■ INSTRUCTIONS FOR THE TASK ■
Rewrite each of the items below, substituting "whole-number" for "integer" and leaving everything else as it is.

----

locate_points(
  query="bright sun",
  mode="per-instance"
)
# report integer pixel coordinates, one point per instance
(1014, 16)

----

■ RESPONSE TO THE TASK ■
locate_points(
  query="bright sun",
  mode="per-instance"
)
# report whole-number pixel coordinates, one point per instance
(1014, 16)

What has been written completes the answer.